§ Text passage
1                 General Information

The financial information set out in this announcement does not comprise the Group's statutory accounts for the year ended 31 December 2016 but is derived from those accounts.

The auditors have reported on those accounts and their report was unqualified and drew attention to the disclosures concerning the realisations of receivables.

Basis of consolidation

The Consolidated Financial Statements incorporate the results of Veltyco Group plc (the "Company") and entities controlled by the Company (its subsidiaries) (collectively the "Group"). Control is achieved where the Company has the power to govern the financial and operating policies of an entity.

The results of subsidiaries disposed of are included in the consolidated statement of comprehensive income to the effective date of loss of control and those acquired from the date on which control is transferred to the Group.

Reverse asset acquisition

On 30 June 2016, Velox3 plc ("Velox3") acquired 100% of the issued capital of Sheltyco Enterprises Group Ltd ("Sheltyco") in a share for share transaction, and on the same date changed its name from Velox3 plc to Veltyco Group plc. Due to the relative size of the companies, Sheltyco's shareholders became the majority shareholders in the enlarged share capital (before a share placing and conversion of debt on the same date). In addition, the Directors and executive management became members of the enlarged Board of Directors and executive management team.

Under IFRS the acquisition constitutes a reverse asset acquisition of Velox3 by Sheltyco. It would normally be necessary for the Group's consolidated Financial Statements to follow the legal form of the business combination, with Sheltyco's results consolidated into the Group results from the date of the completion of the transaction of 30 June 2016. In this case, the consolidated financial statements have been treated as being a continuation of the Financial Statements of Sheltyco with Velox3 being treated as the acquired entity for accounting purposes.

As the consolidated group results represent a continuation of the financial statements of the legal subsidiary, the assets and liabilities of Sheltyco have been recognised and measured in the consolidated results at their pre-combination carrying amounts. The retained earnings and other equity balances recognised are the retained earnings and other equity balances of Sheltyco immediately before the business combination and the amount recognised as issued equity instruments has been determined by adding the issued equity of Sheltyco immediately before the business combination the costs of the combination, being the value of notional shares issued by Sheltyco.  Adjustments have been made to the consolidated reserves to reflect the equity structure of the legal parent company, Velox3 plc (now renamed to Veltyco Group plc). As such the prior year balances are shown as restated.

§ Raw records
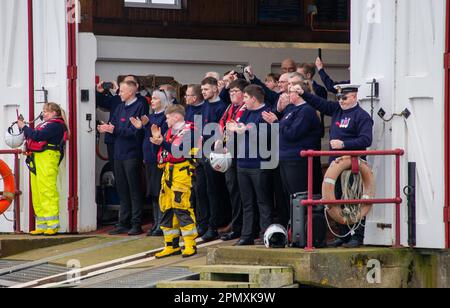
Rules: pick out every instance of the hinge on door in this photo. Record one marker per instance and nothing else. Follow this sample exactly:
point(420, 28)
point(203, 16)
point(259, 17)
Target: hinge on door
point(72, 72)
point(447, 214)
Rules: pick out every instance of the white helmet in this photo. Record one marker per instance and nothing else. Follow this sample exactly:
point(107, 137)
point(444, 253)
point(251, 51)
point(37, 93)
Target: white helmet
point(221, 162)
point(276, 236)
point(14, 138)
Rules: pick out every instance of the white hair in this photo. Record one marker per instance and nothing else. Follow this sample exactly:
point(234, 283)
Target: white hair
point(163, 97)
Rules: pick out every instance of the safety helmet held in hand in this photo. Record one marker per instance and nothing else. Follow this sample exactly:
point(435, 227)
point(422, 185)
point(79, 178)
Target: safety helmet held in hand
point(14, 137)
point(276, 236)
point(221, 162)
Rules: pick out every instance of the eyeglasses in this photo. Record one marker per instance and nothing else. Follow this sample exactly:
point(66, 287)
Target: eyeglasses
point(343, 98)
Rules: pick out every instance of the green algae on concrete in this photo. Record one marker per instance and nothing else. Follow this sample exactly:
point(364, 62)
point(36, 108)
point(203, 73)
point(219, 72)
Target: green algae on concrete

§ Parts of the exercise
1. In the records, from the first line through the line containing "point(163, 97)", swap "marker" for "point" and leave all else as it is, without the pictures.
2. Carry on the passage on Veltyco Group's consolidated financial statements from where it stops.
The records bear no relation to the financial statement passage.

§ Solved tasks
1.
Rules: pick out every instance of the hinge on door in this photo. Record one point per instance and nothing else. Follow this sample exactly:
point(420, 28)
point(203, 16)
point(259, 17)
Target: hinge on door
point(72, 72)
point(447, 214)
Rules: pick out every instance of the white helmet in this photo. Record one point per instance and nothing else. Follow this sample exactly:
point(107, 137)
point(444, 253)
point(251, 51)
point(37, 93)
Target: white helmet
point(221, 162)
point(276, 236)
point(14, 138)
Rules: pick out every instance of the white hair in this photo. Record one point per instance and nothing else. Follow this sample exactly:
point(234, 283)
Target: white hair
point(163, 97)

2.
The reverse asset acquisition expense represents the net liabilities of Veltyco at the acquisition date.  The reverse asset acquisition reserve represents the difference in carrying value between the Additional paid in capital of Veltyco and the Share capital of Sheltyco on the acquisition date.

Reason for the reverse merger

The Company was admitted to AIM in July 2013 under the name of 24/7 Gaming Group Holdings plc as a service provider to the mobile gaming industry for smart phones and tablets. The Company developed HTML 5 based games, however, the board of directors realised during 2014 that returns from its investment in the mobile gaming sector were not satisfactory. At that juncture, the board of directors decided to explore alternative acquisition opportunities and entered in discussions to acquire an options trading business. Whilst it was considering this acquisition opportunity, the Board initiated a restructuring of the Group and, in December 2014, decided to cease operations and further funding to its gaming and publishing operations.

After careful consideration, the board of directors sought approval from shareholders to re-classify the Company as an investing company with an investing policy focused on the acquisition of direct and indirect interests in the online trading services industry. Shareholders approved this investing policy in February 2015.

In the second half of 2015, the Board was introduced to the Sheltyco acquisition opportunity. The Board believed that, considering its stage of development, historical financial performance and profitability, the presence of certain common shareholders between the two groups and the sector in which Sheltyco operates, it would constitute a good fit with Company's focus and expertise.

Sheltyco operates in growing markets and have industry experts who run the operational side of the business. By completing the merger, the Group is able benefit from the increased visibility afforded by the stock market. Being quoted on AIM is expected to enable the Enlarged Group to carry out acquisitions through equity deals, retain key employees by providing long term (equity) incentive plans and have easier access to funding, if required.

The reverse merger between Velox3 and Sheltyco was successfully completed on 30 June 2016. As of that date the Company changed its name to Veltyco Group plc.

2          Profit per share (basic and diluted)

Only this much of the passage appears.